Short task: Starting with the line that includes "Task: Where can the small", write out every remaining line of the records below exactly as it appears, leaving out any images.

Task inputs:
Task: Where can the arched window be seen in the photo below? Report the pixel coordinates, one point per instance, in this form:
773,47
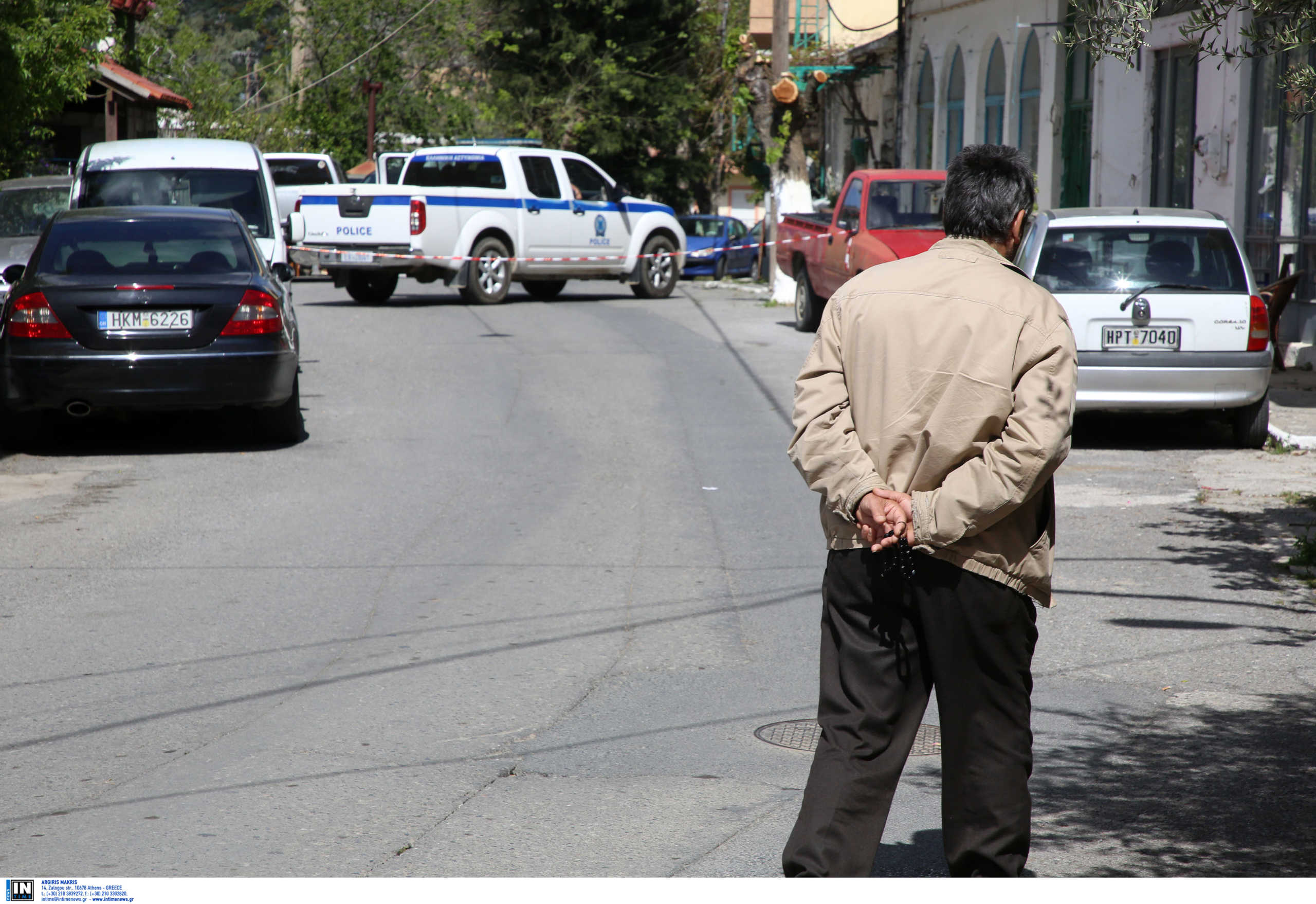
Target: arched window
1030,93
927,104
956,107
994,97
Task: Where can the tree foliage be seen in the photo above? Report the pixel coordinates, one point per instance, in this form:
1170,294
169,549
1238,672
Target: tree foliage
48,49
629,83
1119,29
236,65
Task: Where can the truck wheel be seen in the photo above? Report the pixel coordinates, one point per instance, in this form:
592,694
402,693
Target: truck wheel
1252,424
659,273
372,286
809,312
544,290
490,274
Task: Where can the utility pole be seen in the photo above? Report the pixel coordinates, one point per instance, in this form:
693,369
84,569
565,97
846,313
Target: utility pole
249,57
781,64
372,88
300,58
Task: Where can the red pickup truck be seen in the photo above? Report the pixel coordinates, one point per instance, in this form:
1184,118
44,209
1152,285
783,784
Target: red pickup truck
884,215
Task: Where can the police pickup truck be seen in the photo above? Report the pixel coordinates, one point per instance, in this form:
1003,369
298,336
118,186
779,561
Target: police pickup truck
482,218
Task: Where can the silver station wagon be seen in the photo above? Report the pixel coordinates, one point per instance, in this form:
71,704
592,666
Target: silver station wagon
1164,310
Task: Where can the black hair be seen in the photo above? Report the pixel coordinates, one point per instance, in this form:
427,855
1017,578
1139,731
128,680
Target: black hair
986,187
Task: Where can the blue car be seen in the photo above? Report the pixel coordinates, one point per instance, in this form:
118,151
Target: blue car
720,246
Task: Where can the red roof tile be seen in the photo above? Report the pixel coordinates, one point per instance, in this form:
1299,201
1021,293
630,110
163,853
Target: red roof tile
144,88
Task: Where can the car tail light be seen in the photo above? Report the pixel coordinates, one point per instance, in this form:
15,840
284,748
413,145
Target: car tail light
257,314
31,317
1258,332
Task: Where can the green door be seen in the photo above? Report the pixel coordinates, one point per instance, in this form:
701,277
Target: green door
1077,131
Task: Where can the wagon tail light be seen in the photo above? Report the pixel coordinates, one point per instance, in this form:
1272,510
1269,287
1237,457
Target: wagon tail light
31,317
257,314
1258,331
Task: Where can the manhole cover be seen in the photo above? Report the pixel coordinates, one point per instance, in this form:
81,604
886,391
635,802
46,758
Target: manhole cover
803,735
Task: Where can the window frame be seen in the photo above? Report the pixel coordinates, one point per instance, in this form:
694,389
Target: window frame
956,105
995,102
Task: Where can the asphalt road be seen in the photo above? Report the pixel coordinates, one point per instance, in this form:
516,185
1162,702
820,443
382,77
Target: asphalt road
519,602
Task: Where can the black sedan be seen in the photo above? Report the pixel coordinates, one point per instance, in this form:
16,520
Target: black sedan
151,310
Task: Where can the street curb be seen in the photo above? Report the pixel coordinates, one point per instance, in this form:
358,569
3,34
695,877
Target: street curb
1290,440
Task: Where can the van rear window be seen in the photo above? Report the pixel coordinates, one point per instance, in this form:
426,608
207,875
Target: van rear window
304,171
456,173
1123,260
231,190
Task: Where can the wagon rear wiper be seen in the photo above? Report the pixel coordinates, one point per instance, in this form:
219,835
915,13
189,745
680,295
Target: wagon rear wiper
1148,288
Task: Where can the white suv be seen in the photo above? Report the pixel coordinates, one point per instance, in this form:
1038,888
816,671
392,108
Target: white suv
1164,310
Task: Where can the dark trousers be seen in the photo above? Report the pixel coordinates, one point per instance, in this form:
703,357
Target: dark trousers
889,641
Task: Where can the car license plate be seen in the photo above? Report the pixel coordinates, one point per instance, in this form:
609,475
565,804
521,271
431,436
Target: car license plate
145,320
1164,338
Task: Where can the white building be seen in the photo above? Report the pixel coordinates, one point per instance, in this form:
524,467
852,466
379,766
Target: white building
1171,132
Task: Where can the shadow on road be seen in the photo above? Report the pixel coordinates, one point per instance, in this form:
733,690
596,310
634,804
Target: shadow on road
227,431
1231,545
1152,432
450,299
1185,792
923,857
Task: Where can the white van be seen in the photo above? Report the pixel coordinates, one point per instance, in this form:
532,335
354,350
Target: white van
294,171
185,173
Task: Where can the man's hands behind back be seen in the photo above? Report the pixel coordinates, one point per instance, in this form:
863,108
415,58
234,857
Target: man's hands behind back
885,516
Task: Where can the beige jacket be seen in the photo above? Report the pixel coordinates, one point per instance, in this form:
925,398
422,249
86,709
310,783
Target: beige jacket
951,377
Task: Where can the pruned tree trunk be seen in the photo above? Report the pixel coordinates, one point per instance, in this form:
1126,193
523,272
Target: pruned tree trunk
781,128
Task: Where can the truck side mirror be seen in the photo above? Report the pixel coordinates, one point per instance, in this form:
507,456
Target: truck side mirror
297,232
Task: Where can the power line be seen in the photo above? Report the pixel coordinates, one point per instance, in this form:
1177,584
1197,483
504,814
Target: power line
848,28
351,62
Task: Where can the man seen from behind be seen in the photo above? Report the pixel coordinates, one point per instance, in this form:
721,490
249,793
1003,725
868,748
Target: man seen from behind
931,415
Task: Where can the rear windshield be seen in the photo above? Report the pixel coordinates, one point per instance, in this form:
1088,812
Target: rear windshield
1122,260
306,171
27,211
702,228
144,248
233,190
905,204
456,171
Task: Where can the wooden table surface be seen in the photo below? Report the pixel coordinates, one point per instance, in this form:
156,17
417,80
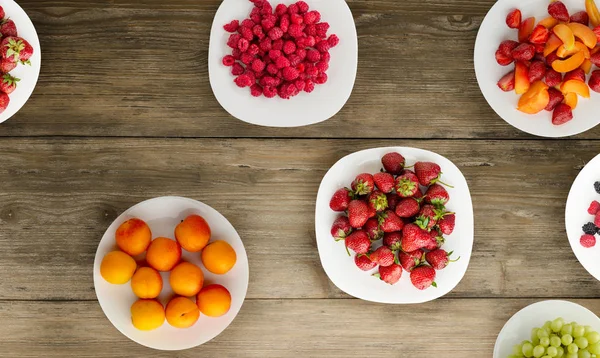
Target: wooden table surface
123,112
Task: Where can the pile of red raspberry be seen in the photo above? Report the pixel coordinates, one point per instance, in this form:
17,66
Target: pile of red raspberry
279,52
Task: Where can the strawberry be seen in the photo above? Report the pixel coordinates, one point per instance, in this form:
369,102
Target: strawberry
373,230
358,213
364,263
384,182
341,228
390,222
363,184
358,242
523,52
587,240
581,17
502,59
428,173
393,163
594,208
383,256
8,84
513,19
559,11
439,259
556,97
408,207
392,240
562,114
340,199
446,224
507,82
407,185
8,28
537,71
377,201
409,260
390,274
413,238
437,195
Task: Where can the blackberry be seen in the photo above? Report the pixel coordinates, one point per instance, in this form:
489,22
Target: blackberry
590,228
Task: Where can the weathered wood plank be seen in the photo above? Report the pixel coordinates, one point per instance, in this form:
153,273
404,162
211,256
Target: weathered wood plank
130,68
58,196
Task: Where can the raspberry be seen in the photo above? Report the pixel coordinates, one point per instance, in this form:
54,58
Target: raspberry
275,33
232,26
302,6
258,65
333,40
256,90
280,9
313,55
312,17
290,73
243,81
228,60
289,47
282,62
237,69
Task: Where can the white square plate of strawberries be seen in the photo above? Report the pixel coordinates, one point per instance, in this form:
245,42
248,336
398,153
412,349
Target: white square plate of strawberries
283,63
20,59
536,64
582,216
394,225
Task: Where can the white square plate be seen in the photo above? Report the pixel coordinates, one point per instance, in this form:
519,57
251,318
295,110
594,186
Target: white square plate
304,109
341,269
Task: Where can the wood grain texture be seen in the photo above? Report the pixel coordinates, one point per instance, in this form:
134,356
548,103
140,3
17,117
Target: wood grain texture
139,68
59,196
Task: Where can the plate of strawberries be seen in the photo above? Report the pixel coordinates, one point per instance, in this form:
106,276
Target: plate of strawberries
283,63
20,59
582,216
536,63
394,225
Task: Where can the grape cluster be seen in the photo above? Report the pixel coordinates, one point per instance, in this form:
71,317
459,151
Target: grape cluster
556,339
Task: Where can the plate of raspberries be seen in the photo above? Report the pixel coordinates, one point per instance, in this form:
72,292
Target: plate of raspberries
283,63
394,225
20,59
582,217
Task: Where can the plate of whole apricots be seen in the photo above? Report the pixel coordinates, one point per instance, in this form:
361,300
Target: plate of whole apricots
537,64
171,273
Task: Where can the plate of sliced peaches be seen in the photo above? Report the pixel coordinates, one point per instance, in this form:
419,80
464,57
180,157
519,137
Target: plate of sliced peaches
536,63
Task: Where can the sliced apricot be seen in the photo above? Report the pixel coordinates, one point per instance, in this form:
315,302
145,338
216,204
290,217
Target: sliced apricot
565,34
521,78
575,86
552,44
535,99
569,64
548,22
584,33
571,100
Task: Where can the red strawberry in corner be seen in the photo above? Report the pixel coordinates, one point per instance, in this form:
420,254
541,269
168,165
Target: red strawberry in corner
341,228
358,213
363,184
423,277
390,274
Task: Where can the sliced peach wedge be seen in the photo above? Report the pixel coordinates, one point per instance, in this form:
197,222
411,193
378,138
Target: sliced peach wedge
584,33
535,99
565,34
577,87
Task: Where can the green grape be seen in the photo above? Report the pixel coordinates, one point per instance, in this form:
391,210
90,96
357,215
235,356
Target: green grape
581,342
555,341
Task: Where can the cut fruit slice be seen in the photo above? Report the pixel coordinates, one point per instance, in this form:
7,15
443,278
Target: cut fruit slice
584,33
575,86
535,99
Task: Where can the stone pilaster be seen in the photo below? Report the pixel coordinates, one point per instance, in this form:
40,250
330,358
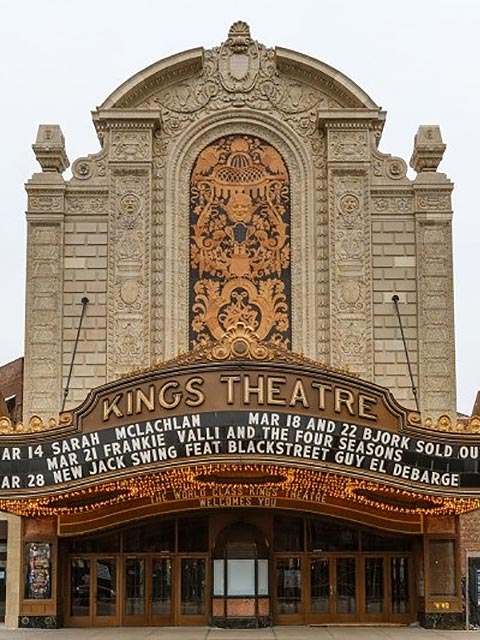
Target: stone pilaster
130,142
350,257
433,218
44,300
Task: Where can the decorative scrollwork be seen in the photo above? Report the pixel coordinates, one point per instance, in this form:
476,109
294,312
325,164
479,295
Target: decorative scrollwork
240,244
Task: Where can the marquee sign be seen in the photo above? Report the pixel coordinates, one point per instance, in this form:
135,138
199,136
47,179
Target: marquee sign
289,413
266,436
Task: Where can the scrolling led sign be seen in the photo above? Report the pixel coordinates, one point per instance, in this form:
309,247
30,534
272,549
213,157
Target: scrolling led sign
219,412
267,435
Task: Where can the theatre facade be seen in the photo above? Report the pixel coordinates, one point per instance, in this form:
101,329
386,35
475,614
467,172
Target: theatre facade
239,382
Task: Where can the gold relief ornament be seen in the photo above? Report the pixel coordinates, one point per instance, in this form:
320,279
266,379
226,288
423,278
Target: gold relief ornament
34,424
239,59
240,244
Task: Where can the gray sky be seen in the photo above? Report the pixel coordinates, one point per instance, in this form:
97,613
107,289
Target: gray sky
418,59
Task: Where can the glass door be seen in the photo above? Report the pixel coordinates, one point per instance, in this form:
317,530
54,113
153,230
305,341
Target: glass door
161,591
134,600
80,605
401,598
375,607
192,608
345,589
289,590
105,610
321,590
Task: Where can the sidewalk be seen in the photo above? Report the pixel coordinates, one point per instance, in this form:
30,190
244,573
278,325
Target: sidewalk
207,633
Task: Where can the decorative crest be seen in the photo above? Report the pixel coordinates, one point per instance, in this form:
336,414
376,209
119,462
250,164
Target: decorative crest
239,60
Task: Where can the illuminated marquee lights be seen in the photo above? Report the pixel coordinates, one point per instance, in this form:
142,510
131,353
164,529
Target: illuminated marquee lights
190,482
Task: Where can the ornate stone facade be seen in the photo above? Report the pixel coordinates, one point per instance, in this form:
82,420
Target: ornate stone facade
119,231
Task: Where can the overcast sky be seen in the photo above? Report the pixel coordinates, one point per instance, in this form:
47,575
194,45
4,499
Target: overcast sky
418,59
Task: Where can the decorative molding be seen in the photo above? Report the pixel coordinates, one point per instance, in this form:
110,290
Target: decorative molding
128,323
348,145
350,269
435,317
47,201
90,203
179,162
387,203
131,145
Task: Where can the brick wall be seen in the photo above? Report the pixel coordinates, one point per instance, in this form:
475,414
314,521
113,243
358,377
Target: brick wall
469,537
394,272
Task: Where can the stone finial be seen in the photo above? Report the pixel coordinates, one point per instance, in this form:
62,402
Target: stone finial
239,29
49,148
428,148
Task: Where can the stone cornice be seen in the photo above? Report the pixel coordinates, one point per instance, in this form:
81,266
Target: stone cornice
125,119
332,78
127,94
351,119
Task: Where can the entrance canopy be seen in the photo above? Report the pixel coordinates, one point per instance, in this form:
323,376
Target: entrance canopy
239,424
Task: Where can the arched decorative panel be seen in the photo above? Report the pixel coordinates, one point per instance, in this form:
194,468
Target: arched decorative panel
240,269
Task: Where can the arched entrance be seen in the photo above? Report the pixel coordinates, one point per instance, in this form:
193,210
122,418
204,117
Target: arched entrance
239,568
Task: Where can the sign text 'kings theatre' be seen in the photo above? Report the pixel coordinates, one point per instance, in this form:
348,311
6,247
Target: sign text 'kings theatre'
240,434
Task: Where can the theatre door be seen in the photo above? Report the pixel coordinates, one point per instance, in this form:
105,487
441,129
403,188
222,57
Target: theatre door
239,568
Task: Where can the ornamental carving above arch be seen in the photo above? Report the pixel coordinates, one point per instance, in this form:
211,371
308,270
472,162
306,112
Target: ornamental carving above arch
240,269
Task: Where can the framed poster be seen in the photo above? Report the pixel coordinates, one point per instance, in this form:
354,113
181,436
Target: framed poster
38,570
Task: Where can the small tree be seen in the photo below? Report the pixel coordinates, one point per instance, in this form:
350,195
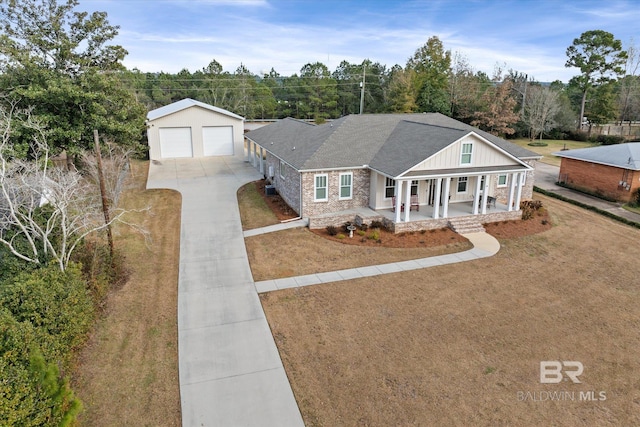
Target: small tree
540,109
599,56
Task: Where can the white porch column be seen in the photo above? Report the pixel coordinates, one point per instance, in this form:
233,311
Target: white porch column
261,161
436,202
519,193
398,193
484,193
255,155
407,202
476,197
447,190
512,186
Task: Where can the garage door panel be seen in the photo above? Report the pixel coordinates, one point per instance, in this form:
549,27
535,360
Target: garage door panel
217,140
175,142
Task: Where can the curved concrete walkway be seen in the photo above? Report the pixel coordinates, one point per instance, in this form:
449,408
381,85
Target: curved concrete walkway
484,245
230,369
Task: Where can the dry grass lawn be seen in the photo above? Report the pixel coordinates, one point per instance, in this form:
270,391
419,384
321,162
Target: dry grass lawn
128,373
553,145
455,345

Solution:
Task: Where can the small tree be seen in the photo below? Report the pixel coordinates, one point per instance, in this form:
350,195
Target: small tree
540,109
599,56
Task: Where can the white porch column be seen in the photo above? Report the pixel coordinates, one point per instance, in this form:
233,311
Target: white porch column
261,161
436,202
519,193
398,193
484,193
255,155
407,202
476,197
447,190
512,186
Task: Where can the garage door panel be seen in the photo above? Report the pixel coordinates, one point per instance, in this form:
549,27
535,360
Target: garage door panel
217,140
175,142
Task: Where can the curved concrete walkway be seen in the photo above? Report the pixel coordinates, one point per instance, in this form:
449,408
381,85
Target: curved concrete walkway
484,245
230,369
Task: Where can the dry grass lawn be seen in the photo above? Report the pixel coordinates, one point per instance, in this form:
270,391
419,384
321,162
Target: dry grass lawn
128,373
553,145
455,345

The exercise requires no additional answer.